• _How to complete this task_
Copy every line of the data that includes the string "with".

--- --- ---

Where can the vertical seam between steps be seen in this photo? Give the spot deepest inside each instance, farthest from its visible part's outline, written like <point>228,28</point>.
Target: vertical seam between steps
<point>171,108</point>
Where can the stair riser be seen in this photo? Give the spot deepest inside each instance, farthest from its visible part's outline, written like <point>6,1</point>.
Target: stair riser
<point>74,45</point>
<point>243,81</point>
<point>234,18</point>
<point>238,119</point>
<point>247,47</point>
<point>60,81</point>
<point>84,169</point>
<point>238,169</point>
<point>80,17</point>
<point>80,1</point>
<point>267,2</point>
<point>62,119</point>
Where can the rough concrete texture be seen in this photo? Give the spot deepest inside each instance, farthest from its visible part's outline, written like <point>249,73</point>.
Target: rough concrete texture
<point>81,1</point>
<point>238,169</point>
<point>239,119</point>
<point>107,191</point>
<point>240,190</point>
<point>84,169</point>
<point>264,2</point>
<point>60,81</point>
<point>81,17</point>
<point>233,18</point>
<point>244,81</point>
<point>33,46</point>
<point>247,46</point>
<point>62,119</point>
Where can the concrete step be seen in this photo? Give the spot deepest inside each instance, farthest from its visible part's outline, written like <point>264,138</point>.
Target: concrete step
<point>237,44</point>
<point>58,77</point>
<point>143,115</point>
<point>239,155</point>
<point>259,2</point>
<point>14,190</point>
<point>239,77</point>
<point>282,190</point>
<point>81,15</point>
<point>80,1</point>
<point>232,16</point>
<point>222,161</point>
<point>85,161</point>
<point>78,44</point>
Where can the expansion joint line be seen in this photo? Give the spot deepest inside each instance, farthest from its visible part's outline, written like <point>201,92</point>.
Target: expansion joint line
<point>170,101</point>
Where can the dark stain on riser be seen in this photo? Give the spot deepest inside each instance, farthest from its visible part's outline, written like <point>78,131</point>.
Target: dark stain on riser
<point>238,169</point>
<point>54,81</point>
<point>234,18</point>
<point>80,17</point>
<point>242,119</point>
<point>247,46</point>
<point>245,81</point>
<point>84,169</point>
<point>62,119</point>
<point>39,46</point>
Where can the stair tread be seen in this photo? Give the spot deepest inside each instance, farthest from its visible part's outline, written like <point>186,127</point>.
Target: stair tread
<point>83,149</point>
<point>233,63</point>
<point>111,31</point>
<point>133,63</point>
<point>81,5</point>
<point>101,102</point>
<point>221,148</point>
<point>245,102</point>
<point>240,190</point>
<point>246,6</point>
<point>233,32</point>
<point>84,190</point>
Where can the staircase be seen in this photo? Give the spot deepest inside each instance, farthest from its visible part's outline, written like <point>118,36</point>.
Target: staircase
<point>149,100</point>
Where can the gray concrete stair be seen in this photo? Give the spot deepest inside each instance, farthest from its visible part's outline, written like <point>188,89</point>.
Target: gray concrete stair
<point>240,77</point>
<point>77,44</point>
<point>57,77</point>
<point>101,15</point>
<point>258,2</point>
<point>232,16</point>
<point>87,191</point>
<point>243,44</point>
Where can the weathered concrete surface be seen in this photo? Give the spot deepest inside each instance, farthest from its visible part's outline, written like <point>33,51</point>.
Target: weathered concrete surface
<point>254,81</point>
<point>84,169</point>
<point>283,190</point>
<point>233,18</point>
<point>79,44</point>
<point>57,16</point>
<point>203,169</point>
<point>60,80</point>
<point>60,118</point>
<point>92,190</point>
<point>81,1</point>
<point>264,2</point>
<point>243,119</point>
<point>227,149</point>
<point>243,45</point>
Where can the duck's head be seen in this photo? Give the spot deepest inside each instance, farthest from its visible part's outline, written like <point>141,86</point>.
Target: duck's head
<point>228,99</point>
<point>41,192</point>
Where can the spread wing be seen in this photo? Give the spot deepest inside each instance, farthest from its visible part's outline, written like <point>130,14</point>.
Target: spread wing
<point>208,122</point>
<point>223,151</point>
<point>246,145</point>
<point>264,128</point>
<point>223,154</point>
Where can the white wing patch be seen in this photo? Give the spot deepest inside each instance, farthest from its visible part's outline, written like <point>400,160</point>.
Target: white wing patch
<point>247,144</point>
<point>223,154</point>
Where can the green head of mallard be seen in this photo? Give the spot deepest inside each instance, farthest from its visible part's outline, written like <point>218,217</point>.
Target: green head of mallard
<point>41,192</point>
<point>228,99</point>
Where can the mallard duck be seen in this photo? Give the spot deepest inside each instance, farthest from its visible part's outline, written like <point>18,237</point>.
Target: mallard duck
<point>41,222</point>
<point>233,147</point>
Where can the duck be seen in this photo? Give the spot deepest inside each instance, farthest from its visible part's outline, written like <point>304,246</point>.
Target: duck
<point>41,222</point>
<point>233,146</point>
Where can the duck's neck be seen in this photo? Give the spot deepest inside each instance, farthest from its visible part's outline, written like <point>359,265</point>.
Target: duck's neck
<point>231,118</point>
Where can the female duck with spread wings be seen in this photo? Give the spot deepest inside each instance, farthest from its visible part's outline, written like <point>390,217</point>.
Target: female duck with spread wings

--- --- ---

• _Exercise response_
Where can the female duck with spread wings be seen in this photo? Give the spot deepest inside each instance, farthest from its visible part's outline, written like <point>390,217</point>.
Target: female duck with spread wings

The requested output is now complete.